• **Task statement**
Please copy out the rows below, swapping every "Write one line per instance" for "Put each instance on its own line" and leaving everything else unchanged. Leave the pictures out of your answer.

• **Given information**
>>>>
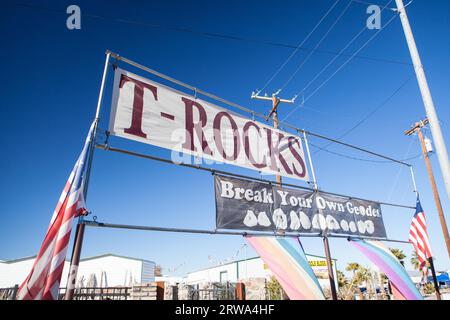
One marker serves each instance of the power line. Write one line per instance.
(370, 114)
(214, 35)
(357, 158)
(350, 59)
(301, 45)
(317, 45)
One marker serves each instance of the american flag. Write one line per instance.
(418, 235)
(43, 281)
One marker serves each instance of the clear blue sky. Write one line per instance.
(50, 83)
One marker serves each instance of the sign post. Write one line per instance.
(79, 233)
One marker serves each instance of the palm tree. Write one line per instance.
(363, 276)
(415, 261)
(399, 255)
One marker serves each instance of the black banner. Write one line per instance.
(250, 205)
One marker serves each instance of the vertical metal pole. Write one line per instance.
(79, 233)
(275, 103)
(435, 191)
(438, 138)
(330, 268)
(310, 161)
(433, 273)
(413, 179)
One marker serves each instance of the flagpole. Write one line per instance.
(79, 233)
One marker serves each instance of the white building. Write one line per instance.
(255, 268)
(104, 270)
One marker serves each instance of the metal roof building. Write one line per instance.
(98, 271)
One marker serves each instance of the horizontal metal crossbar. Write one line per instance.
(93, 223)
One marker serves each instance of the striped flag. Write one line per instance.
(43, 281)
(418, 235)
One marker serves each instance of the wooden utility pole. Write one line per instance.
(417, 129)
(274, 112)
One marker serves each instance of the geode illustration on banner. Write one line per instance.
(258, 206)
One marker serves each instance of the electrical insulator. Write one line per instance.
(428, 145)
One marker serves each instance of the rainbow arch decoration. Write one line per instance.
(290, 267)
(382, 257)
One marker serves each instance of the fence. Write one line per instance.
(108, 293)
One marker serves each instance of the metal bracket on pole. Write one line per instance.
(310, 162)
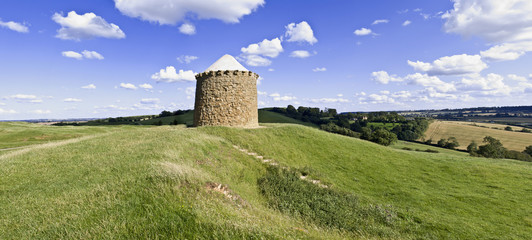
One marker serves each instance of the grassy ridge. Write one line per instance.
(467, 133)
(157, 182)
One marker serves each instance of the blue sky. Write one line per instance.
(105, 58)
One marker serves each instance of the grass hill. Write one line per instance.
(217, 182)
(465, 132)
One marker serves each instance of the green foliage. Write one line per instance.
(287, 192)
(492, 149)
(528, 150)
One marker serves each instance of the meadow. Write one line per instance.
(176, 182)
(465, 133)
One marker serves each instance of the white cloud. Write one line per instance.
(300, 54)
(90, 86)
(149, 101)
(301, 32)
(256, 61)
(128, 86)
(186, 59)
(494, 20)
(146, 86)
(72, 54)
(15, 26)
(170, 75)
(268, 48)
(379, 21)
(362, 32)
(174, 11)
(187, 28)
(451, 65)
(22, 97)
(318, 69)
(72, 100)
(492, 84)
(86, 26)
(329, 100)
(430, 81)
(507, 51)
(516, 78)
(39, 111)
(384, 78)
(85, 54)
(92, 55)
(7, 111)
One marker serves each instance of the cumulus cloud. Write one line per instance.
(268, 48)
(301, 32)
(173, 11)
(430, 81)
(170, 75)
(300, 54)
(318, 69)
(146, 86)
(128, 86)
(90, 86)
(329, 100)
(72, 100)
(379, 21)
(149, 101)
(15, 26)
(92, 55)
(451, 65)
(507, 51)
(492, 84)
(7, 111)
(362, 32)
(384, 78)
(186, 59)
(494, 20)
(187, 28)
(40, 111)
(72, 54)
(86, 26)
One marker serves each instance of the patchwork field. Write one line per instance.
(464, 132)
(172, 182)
<<<<
• **Exercise output**
One marker serves each instance of the power line. Put each instance on its own line.
(370, 114)
(214, 35)
(357, 158)
(350, 59)
(301, 45)
(317, 45)
One marker serves each instance of the american flag. Put each instance on its own line.
(418, 235)
(43, 281)
One marker serves each instance of the clear blue sky. Put each instance on its own line.
(50, 83)
One marker serves each instance of the sign post. Put each instance on its own line.
(79, 233)
One marker serves each instance of the palm tree. Put each instance on its own line.
(363, 276)
(415, 261)
(399, 255)
One marker serves each instance of the black banner. Put each instance on its own line.
(250, 205)
One marker serves each instance of the vertical metal pole. Put each instance on its own line.
(79, 233)
(275, 103)
(435, 191)
(438, 138)
(330, 268)
(310, 161)
(433, 273)
(413, 179)
One marker serves each instance of the flagpole. Put each instance on its own line.
(79, 233)
One marker serves each instance of the white building. Put each instance on its own line.
(255, 268)
(104, 270)
One marker serves each instance of the metal roof building. Put each instance on its own line.
(98, 271)
One marker serves each instance of the horizontal metal crossbar. Put each instance on its own line.
(93, 223)
One marker serves each instance of the striped flag. Put each instance on its own line.
(43, 281)
(418, 235)
One marker serves each instance of the wooden utility pole. Put each instance on its own line.
(417, 129)
(274, 112)
One marker serves each instance of the geode illustration on banner. Put each instance on its own line.
(258, 206)
One marker serves each instance of the electrical insulator. Put each instance on its own line.
(428, 145)
One marker serves each instance of the rainbow arch decoration. Put each instance on its own line.
(290, 267)
(382, 257)
One marker serves each instance of the fence. Put each instance on its own line.
(108, 293)
One marker serves each instance of the metal bracket on pole. Put each instance on its own line.
(310, 162)
One marker serves each instance of the grassy ridge. Put each instance on its own line.
(467, 133)
(157, 182)
One marker serves each instance of the blue sky. Put each instance on its own line.
(105, 58)
One marker serves each instance of the grass hill. Put each instance on its own line.
(217, 182)
(465, 132)
One marker serves each instance of the green foliage. Put each instance on its own line.
(287, 192)
(492, 149)
(528, 150)
One marker serves each instance of the meadow. Put each instance on its own line.
(176, 182)
(465, 133)
One marker serves each instance of the white cloud. Put each instance on its own line.
(300, 54)
(90, 86)
(149, 101)
(301, 32)
(256, 61)
(128, 86)
(186, 59)
(494, 20)
(146, 86)
(72, 54)
(15, 26)
(170, 75)
(268, 48)
(379, 21)
(362, 32)
(174, 11)
(187, 28)
(451, 65)
(22, 97)
(318, 69)
(72, 100)
(492, 84)
(86, 26)
(329, 100)
(430, 81)
(507, 51)
(516, 78)
(39, 111)
(384, 78)
(85, 54)
(92, 55)
(7, 111)
One marker serves each instance of the cumulus cloud. Put each instance on its own line.
(268, 48)
(301, 32)
(173, 11)
(430, 81)
(170, 75)
(300, 54)
(318, 69)
(146, 86)
(128, 86)
(90, 86)
(329, 100)
(72, 100)
(379, 21)
(149, 101)
(15, 26)
(92, 55)
(451, 65)
(507, 51)
(492, 84)
(7, 111)
(362, 32)
(384, 78)
(186, 59)
(494, 20)
(187, 28)
(40, 111)
(72, 54)
(86, 26)
One marker serves each instance of the patchwork field. Put each instance on its own line.
(464, 132)
(172, 182)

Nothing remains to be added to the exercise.